▶ **WHAT YOU NEED TO DO**: Every line of the data below should be retyped exactly, with no images carried over.

= = =

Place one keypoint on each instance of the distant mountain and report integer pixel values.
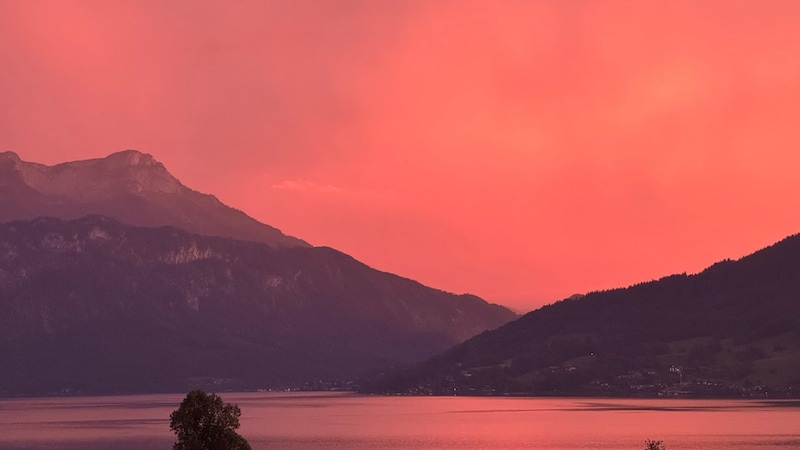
(130, 186)
(93, 305)
(732, 330)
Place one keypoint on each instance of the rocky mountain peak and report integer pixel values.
(130, 186)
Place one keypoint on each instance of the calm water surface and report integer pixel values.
(347, 421)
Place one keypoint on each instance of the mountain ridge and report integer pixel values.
(129, 185)
(730, 330)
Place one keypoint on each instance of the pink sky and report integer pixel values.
(521, 150)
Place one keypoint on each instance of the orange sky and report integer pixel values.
(520, 150)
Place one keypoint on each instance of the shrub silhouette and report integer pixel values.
(204, 422)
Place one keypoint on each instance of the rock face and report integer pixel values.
(130, 186)
(93, 305)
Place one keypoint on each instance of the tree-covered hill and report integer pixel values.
(731, 330)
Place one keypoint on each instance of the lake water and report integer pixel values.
(348, 421)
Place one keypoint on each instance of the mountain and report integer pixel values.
(94, 305)
(130, 186)
(731, 330)
(115, 277)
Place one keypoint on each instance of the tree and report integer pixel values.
(203, 422)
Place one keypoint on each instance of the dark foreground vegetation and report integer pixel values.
(204, 422)
(731, 331)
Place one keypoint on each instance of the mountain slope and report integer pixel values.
(730, 330)
(130, 186)
(93, 305)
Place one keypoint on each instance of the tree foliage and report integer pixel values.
(204, 422)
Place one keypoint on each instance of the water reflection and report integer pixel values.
(346, 421)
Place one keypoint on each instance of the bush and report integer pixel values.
(203, 422)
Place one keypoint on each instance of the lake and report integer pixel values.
(350, 421)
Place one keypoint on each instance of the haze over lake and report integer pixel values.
(349, 421)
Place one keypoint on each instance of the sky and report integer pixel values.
(519, 150)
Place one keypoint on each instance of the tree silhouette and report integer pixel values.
(204, 422)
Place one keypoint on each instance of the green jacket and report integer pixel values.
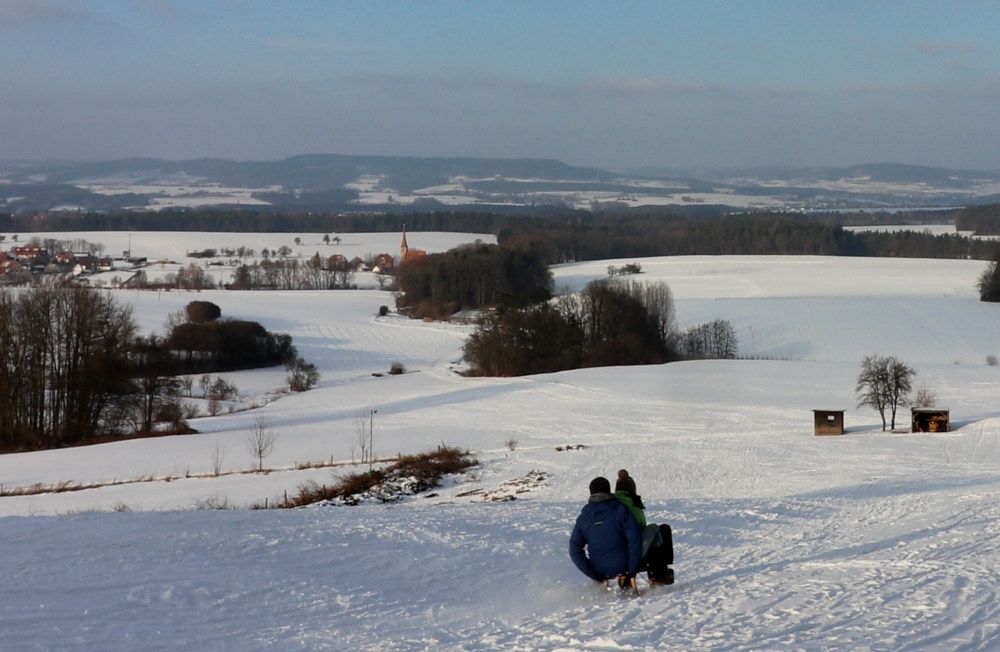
(633, 503)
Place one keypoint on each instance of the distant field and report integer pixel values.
(784, 539)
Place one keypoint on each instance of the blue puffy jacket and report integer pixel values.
(612, 537)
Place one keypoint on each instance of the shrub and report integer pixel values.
(199, 312)
(302, 375)
(426, 468)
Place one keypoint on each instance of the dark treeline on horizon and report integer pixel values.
(757, 234)
(572, 235)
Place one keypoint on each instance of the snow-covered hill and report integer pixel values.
(784, 540)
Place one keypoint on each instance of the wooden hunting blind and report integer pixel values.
(829, 422)
(929, 419)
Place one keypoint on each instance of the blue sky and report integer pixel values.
(616, 85)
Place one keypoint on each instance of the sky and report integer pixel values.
(619, 85)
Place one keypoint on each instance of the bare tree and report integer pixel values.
(218, 454)
(884, 384)
(361, 437)
(925, 396)
(261, 439)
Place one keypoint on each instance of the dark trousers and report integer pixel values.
(661, 553)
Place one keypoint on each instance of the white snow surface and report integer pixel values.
(783, 540)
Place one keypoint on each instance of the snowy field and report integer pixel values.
(784, 540)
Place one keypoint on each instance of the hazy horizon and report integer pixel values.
(640, 84)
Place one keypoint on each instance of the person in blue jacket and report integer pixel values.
(610, 534)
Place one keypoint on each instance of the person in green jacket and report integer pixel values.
(625, 493)
(657, 540)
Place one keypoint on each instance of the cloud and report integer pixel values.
(854, 87)
(21, 12)
(945, 47)
(300, 44)
(653, 85)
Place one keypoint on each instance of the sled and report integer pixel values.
(635, 588)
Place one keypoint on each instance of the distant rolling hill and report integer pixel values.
(346, 182)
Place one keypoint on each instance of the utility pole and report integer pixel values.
(371, 438)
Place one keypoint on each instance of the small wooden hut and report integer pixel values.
(829, 422)
(929, 419)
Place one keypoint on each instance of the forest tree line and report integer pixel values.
(470, 277)
(73, 366)
(984, 220)
(608, 323)
(759, 234)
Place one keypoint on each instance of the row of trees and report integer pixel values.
(64, 365)
(984, 220)
(611, 236)
(606, 324)
(469, 277)
(73, 367)
(316, 273)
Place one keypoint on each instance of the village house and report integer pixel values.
(27, 252)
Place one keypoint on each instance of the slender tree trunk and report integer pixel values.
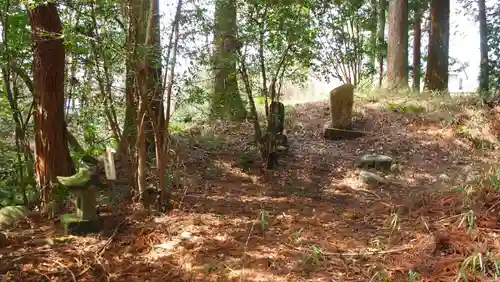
(436, 75)
(417, 39)
(373, 37)
(226, 100)
(483, 33)
(154, 69)
(52, 153)
(397, 49)
(381, 48)
(139, 13)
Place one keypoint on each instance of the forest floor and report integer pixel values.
(312, 219)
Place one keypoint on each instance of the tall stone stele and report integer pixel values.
(85, 220)
(341, 106)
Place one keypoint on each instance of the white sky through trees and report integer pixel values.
(464, 37)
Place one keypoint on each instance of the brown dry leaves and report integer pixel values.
(310, 220)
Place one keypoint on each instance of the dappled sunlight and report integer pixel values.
(313, 217)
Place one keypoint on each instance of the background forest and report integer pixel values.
(178, 96)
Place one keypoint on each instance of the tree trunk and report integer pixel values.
(381, 48)
(417, 40)
(373, 37)
(154, 70)
(226, 101)
(139, 12)
(436, 75)
(52, 153)
(483, 34)
(397, 49)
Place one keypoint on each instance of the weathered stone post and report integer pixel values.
(85, 220)
(341, 106)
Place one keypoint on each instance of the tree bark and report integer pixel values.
(436, 75)
(138, 24)
(397, 49)
(226, 101)
(417, 40)
(483, 34)
(381, 48)
(52, 155)
(373, 36)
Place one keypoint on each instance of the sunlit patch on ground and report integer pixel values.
(310, 220)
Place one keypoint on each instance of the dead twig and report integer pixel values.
(110, 239)
(360, 253)
(73, 278)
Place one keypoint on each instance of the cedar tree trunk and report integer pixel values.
(52, 153)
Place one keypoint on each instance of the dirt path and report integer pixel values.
(310, 220)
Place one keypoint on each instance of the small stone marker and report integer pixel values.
(371, 178)
(374, 161)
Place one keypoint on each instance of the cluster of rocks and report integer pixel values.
(375, 162)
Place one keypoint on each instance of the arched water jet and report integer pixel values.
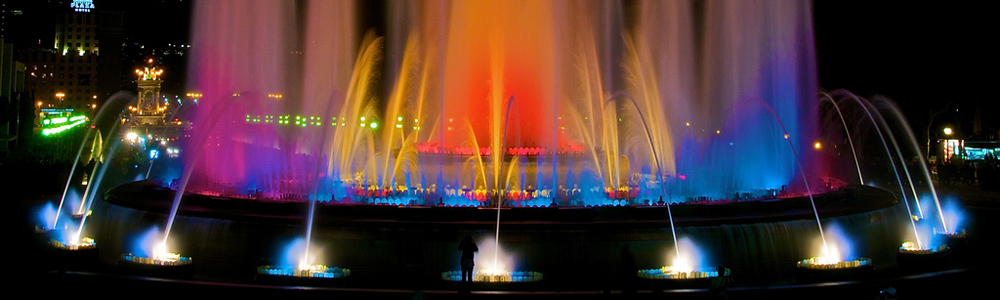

= = =

▶ **RESULT**:
Place one keypoint on each instance of the distant mountain and report integer pixel values.
(130, 186)
(93, 305)
(732, 330)
Place one keypoint on each instance of the rocky mountain peak and report integer pixel values.
(130, 186)
Place one keypoint on each instance of the calm water surface and report integer pixel values.
(347, 421)
Place one keypoint on each instance of the mountain ridge and report integer pixel values.
(129, 185)
(730, 330)
Place one keypoint on each instance of the pink sky and report integer pixel values.
(521, 150)
Place one keypoint on each instance of the orange sky and report integer pixel values.
(520, 150)
Place one keypoint on each instance of the shrub silhouette and report integer pixel values.
(204, 422)
Place one keypoint on each instance of the rock face and report integer pixel values.
(130, 186)
(93, 305)
Place one keypoint on each instance of the tree-covered hill and report integer pixel values.
(731, 330)
Place one keypoint on each instance of the lake water and report integer pixel values.
(348, 421)
Place one keypoint on each instance of the mountain and report integer pixel values.
(94, 305)
(130, 186)
(731, 330)
(115, 277)
Place one keypoint on each instance of the tree and report integer pixel values.
(203, 422)
Place one keypoint on each instance of the dark foreground vegetation and report integer pixel values.
(204, 422)
(731, 331)
Place one keypoint on each instance of the mountain slope and report integer pixel values.
(730, 330)
(130, 186)
(93, 305)
Place one keypoint on each instance of the tree foliage and report integer pixel values.
(204, 422)
Place one keypoint on each instance of the water reflection and report integer pixel values.
(346, 421)
Place one keypoint on each instance of the bush and report integer pixel values.
(203, 422)
Place one keypoint on each instance of the lake and report integer pixel values.
(350, 421)
Place one keypoint on each instance of the haze over lake and report integer pixel values.
(349, 421)
Place one keypoint on each instance of the sky and report integer pixel values.
(519, 150)
Place one keypoint on each instance of the tree silhouette and report integer pixel values.
(204, 422)
Place one keypoint on each instance of the green jacket and report integer pixel values.
(633, 503)
Place one keypoint on each instance of the distant field and report integer pixel values.
(784, 539)
Place one keypoint on each instance of the blue puffy jacket and report integer pixel values.
(612, 537)
Place one keypoint on each instance of the shrub and report integer pixel values.
(199, 312)
(302, 375)
(426, 468)
Place one keypoint on each instance of the dark treeline on horizon and report integer pixel values.
(757, 234)
(572, 235)
Place one keypoint on each instance of the snow-covered hill and report integer pixel values.
(784, 540)
Place one keypoint on each instance of the wooden hunting blind and report integer pixel values.
(829, 422)
(929, 419)
Place one keypoint on each instance of the blue sky and report integer pixel values.
(616, 85)
Place one keypoint on each instance of the sky and report integer pixel values.
(619, 85)
Place one keypoint on each instance of the bare tree and report integer pixel values.
(218, 454)
(884, 384)
(361, 437)
(925, 396)
(261, 439)
Place one keypoint on each instance of the dark trousers and report integer pixel values.
(661, 553)
Place one keypoint on each instance of the white snow surface and report integer pixel values.
(783, 540)
Place one keypoint on each instance of the snowy field and report integer pixel values.
(784, 540)
Place one keypoint on each instance of the hazy horizon and report integer pixel values.
(640, 84)
Place one keypoint on each instance of the person in blue jacket and report integer pixel values.
(610, 534)
Place one keypoint on each instance of the person in green jacket and report integer pixel values.
(625, 493)
(657, 540)
Place one keypoint on each instance of the cloud and report integer pixel values.
(854, 87)
(21, 12)
(945, 47)
(300, 44)
(653, 85)
Place one keypoint on each instance of the sled and report integer pixel values.
(635, 588)
Place one keypoint on each instance of the distant rolling hill and report integer pixel values.
(346, 182)
Place one keypoint on each instance of the utility pole and report integer pixel values.
(371, 438)
Place one keypoint on each instance of the small wooden hut and report integer pixel values.
(829, 422)
(929, 419)
Place one keypoint on each instance of the forest tree line and report integer pixel values.
(470, 277)
(73, 366)
(984, 220)
(608, 323)
(759, 234)
Place one keypoint on each instance of the row of trees and report integer pixel values.
(64, 365)
(984, 220)
(611, 236)
(606, 324)
(469, 277)
(73, 367)
(316, 273)
Place one keypoint on each instance of the village house and report integer pixel values.
(27, 252)
Place one keypoint on each instance of the slender tree trunk and report integer pixel values.
(436, 75)
(417, 39)
(373, 37)
(226, 100)
(483, 33)
(154, 69)
(52, 153)
(397, 49)
(381, 48)
(139, 13)
Place one keypoint on each instance of the forest floor and report integer pixel values.
(312, 219)
Place one keypoint on each instance of the tall stone stele and report integer pixel values.
(85, 220)
(341, 106)
Place one keypoint on each instance of the white sky through trees and report integer pixel values.
(464, 37)
Place one keypoint on each instance of the brown dry leaves and report integer pixel values.
(310, 220)
Place one keypoint on each instance of the dappled sunlight and report integer pixel values.
(313, 217)
Place one keypoint on each instance of the background forest and report integer pixel values.
(178, 96)
Place one keypoint on each instance of the tree trunk and report integer pixel values.
(381, 48)
(417, 40)
(373, 37)
(154, 70)
(226, 101)
(139, 12)
(436, 75)
(52, 153)
(483, 34)
(397, 49)
Place one keypoint on each instance of the weathered stone post and report integer pixel values.
(85, 220)
(341, 106)
Place one keypoint on each instance of the tree bark and report integer pixel values.
(436, 75)
(138, 24)
(397, 49)
(226, 101)
(417, 40)
(483, 34)
(381, 48)
(52, 155)
(373, 36)
Place one keypoint on each instance of the sunlit patch on ground and report integer pixel values.
(310, 220)
Place one keypoint on each instance of the dead twig and report integer pixel values.
(110, 239)
(360, 253)
(73, 278)
Place one keypoint on each instance of the cedar tree trunk and report integer pixel values.
(52, 153)
Place one keypoint on each instance of the dirt path and report integer pixel values.
(310, 220)
Place one keypoint on each instance of the small stone marker and report integer pixel values.
(371, 178)
(374, 161)
Place one keypoint on each instance of the cluster of rocks and report integer pixel values.
(375, 162)
Place one keypoint on each instance of the arched water jet and report integer pixel values.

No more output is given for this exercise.